Decide whether each statement below agrees with the Kiteshield text that follows. Answer yes or no for each, and quote the deciding words of the text. (a) Kiteshield is meant for practical, real-world use. (b) Debug builds of Kiteshield turn off all anti-debugging features. (c) Stripped binaries cannot be packed with Kiteshield at all.
start Source excerpt
A packer/protector for x86-64 ELF binaries on Linux. Kiteshield wraps ELF binaries with multiple layers of encryption and injects them with loader code that decrypts, maps, and executes the packed binary entirely in userspace. A ptrace-based runtime engine ensures that only functions in the current call stack are decrypted at any given time and additionally implements a variety of anti-debugging techniques in order to make packed binaries as hard to reverse-engineer as possible.
See the Architecture and Codebase Layout sections below for a bird's-eye view of how Kiteshield works.
Kiteshield is intended to be a fun academic exercise in binary obfuscation rather than something that can be used in the real world given the source code, and thus how it works, is public.
Named for the shields preferred by the Normans in the 11th century (alternatively: the kiteshields that are so prevalent in Old School Runescape).
Kiteshield requires the Bitdefender
disassembler library to decode
instructions in the packer. It is included as a submodule at packer/bddisasm
. To build it from a fresh clone, run the following (note you will need to have
CMake installed):
git submodule update --init
cd packer/bddisasm
mkdir build
cd build
cmake ..
make
You can now build Kiteshield in release mode by running make
from the top
level directory. Alternatively you can create a debug build with make debug
.
Debug builds of Kiteshield disable all anti-debugging features and turn on the
loader's very verbose debug logging.
In order to debug the actual anti-debugging functionality, you can build
Kiteshield in debug mode with anti-debugging functionality turned on using
make debug-antidebug
.
To pack a binary called program
and output the packed binary to packed.ks
,
run:
./packer/kiteshield program packed.ks
packed.ks
can now be run and should be functionally equivalent to program
,
but encrypted and hard to reverse engineer. Note that for layer 2 encryption to
be applied, the input binary must not be stripped as Kiteshield relies on the
symbol table being present. On most Linux distros, standard system utilities
(eg. /bin/ls
) are generally stripped.
You can still however pack stripped binaries without layer 2 encryption using
the -n
flag:
./packer/kiteshield -n program packed.ks
This will produce an output binary packed with only layer 1 encryption.
end Source excerpt
start Given information
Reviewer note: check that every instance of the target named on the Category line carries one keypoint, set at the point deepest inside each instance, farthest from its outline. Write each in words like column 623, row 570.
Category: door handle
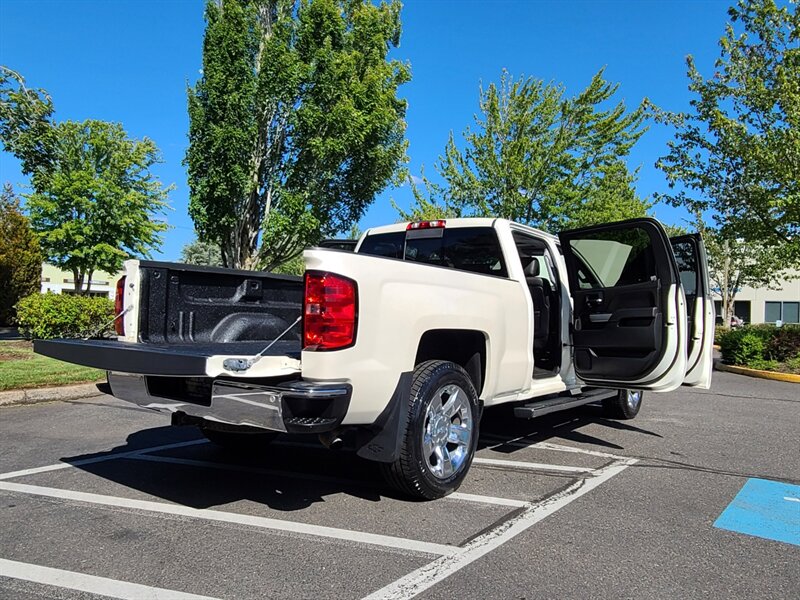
column 600, row 317
column 594, row 301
end Given information
• [Complete answer]:
(a) No: "Kiteshield is intended to be a fun academic exercise in binary obfuscation rather than something that can be used in the real world"
(b) Yes: "Debug builds of Kiteshield disable all anti-debugging features"
(c) No: "You can still however pack stripped binaries without layer 2 encryption"